Exercise aim
Rewrite all the material below as a numbered list, one item per line, with blank lines dropped and the picture left out.
[Start of Data records]
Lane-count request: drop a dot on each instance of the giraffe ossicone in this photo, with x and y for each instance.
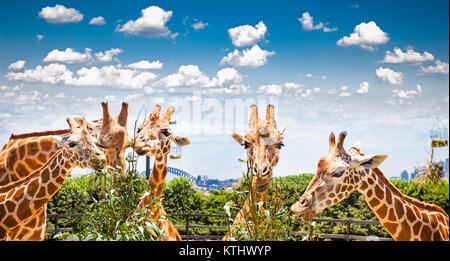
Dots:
(343, 171)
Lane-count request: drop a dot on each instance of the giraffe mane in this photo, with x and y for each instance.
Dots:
(420, 204)
(38, 134)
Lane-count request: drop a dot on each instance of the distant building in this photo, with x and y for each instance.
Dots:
(446, 168)
(414, 174)
(404, 176)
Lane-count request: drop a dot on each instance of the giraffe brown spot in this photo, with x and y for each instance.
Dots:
(45, 175)
(21, 151)
(388, 197)
(425, 217)
(405, 232)
(382, 211)
(391, 215)
(434, 221)
(426, 233)
(39, 203)
(21, 169)
(42, 192)
(436, 236)
(32, 164)
(23, 210)
(18, 194)
(391, 227)
(10, 206)
(410, 214)
(42, 158)
(52, 188)
(374, 202)
(33, 148)
(338, 188)
(379, 193)
(10, 221)
(363, 186)
(46, 144)
(399, 208)
(416, 228)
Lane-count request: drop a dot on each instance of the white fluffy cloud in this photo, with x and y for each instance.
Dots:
(146, 65)
(390, 76)
(410, 56)
(402, 94)
(199, 26)
(107, 55)
(365, 35)
(68, 56)
(152, 23)
(100, 20)
(17, 66)
(253, 57)
(113, 76)
(227, 80)
(59, 14)
(246, 35)
(345, 91)
(363, 88)
(272, 89)
(439, 68)
(52, 73)
(308, 24)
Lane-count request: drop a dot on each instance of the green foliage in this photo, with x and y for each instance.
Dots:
(110, 205)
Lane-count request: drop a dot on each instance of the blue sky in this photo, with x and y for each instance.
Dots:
(377, 69)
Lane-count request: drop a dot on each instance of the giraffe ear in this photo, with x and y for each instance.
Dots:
(238, 138)
(60, 140)
(181, 141)
(370, 161)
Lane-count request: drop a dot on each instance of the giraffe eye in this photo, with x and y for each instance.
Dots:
(166, 132)
(338, 173)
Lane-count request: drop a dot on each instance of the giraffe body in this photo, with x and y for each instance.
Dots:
(22, 203)
(341, 172)
(154, 139)
(262, 143)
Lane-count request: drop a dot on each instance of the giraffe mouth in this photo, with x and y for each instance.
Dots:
(261, 188)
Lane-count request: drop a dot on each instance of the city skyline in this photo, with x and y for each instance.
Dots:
(378, 70)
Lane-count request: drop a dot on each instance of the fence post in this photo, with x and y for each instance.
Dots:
(187, 226)
(349, 222)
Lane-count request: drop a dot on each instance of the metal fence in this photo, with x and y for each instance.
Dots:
(188, 225)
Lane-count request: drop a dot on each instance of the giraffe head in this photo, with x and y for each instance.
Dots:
(338, 175)
(154, 137)
(81, 146)
(111, 134)
(262, 143)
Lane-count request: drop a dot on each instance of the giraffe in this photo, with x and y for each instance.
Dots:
(154, 140)
(27, 152)
(262, 143)
(341, 172)
(112, 137)
(21, 200)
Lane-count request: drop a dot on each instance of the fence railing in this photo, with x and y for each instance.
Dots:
(188, 225)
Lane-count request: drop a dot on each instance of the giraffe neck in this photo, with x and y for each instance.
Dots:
[End of Data records]
Solution
1. Lane-count request: drop a dot on each instance of the giraffe ossicone in this photo, with x and y for each instance.
2. Dots:
3. (343, 171)
4. Lane-count request: drop a dot on each instance of the giraffe mane in this photo, with x and y for each instance.
5. Dots:
6. (420, 204)
7. (38, 134)
8. Lane-count request: drop a dot on each instance of the distant building in this photo, with x and y for each instance.
9. Dots:
10. (446, 168)
11. (414, 174)
12. (404, 176)
13. Lane-count request: drop a dot on each instance of the giraffe brown spot in this photo, with x and y for each instance.
14. Dots:
15. (45, 175)
16. (21, 151)
17. (388, 197)
18. (425, 217)
19. (405, 232)
20. (382, 211)
21. (391, 215)
22. (434, 221)
23. (426, 233)
24. (39, 203)
25. (21, 169)
26. (42, 192)
27. (436, 236)
28. (32, 164)
29. (23, 210)
30. (18, 194)
31. (391, 227)
32. (10, 206)
33. (410, 214)
34. (42, 158)
35. (52, 188)
36. (374, 202)
37. (33, 148)
38. (338, 188)
39. (379, 193)
40. (10, 221)
41. (363, 186)
42. (46, 144)
43. (399, 208)
44. (416, 228)
45. Lane-count request: drop a dot on each instance of the white fluffy cloud in this photo, with x and y for each instance.
46. Dots:
47. (146, 65)
48. (390, 76)
49. (410, 56)
50. (402, 94)
51. (199, 26)
52. (107, 55)
53. (365, 35)
54. (68, 56)
55. (152, 23)
56. (100, 20)
57. (17, 66)
58. (253, 57)
59. (113, 76)
60. (227, 80)
61. (59, 14)
62. (246, 35)
63. (345, 91)
64. (363, 88)
65. (272, 89)
66. (439, 68)
67. (52, 73)
68. (308, 24)
69. Lane-count request: drop a dot on each instance of the green foliage in this photo, with x and y for each instance.
70. Dots:
71. (110, 205)
72. Lane-count request: drop a dot on each instance of the blue sky in this photo, with x and y for each instance.
73. Dots:
74. (377, 69)
75. Lane-count request: drop a dot on each instance of the giraffe ear in this photo, with x and y for each instance.
76. Dots:
77. (238, 138)
78. (60, 140)
79. (181, 141)
80. (370, 161)
81. Lane-count request: drop a dot on each instance of the giraffe eye in this photo, with x and y for each instance.
82. Dots:
83. (166, 132)
84. (338, 173)
85. Lane-count request: drop a dot on each instance of the giraffe body in this photo, with x and y for each instance.
86. Dots:
87. (22, 203)
88. (341, 172)
89. (154, 139)
90. (262, 143)
91. Lane-count request: drop a dot on each instance of the giraffe mouth in this photo, with x and y for each instance.
92. Dots:
93. (261, 188)
94. Lane-count request: drop a dot on each instance of the city skyline in this photo, with x and y for each instance.
95. Dots:
96. (378, 70)
97. Lane-count request: drop a dot on each instance of the fence post in this photo, with x and y for each instance.
98. Dots:
99. (187, 226)
100. (349, 222)
101. Lane-count request: drop a dot on each instance of the metal fence in this photo, with x and y for each instance.
102. Dots:
103. (188, 225)
104. Lane-count request: drop a dot on each instance of the giraffe head in this photo, with x and y for each instance.
105. Dots:
106. (338, 175)
107. (154, 137)
108. (81, 146)
109. (111, 134)
110. (262, 143)
111. Lane-count request: drop a dot on each instance of the giraffe in this photo, with x and y for each instance.
112. Dots:
113. (154, 140)
114. (27, 152)
115. (262, 143)
116. (341, 172)
117. (112, 137)
118. (21, 200)
119. Lane-count request: drop a dot on each instance of the fence railing in this photo, with x and y for each instance.
120. Dots:
121. (188, 225)
122. Lane-count request: drop a dot on each instance of the giraffe neck in this photo, with x and y for each instance.
123. Dots:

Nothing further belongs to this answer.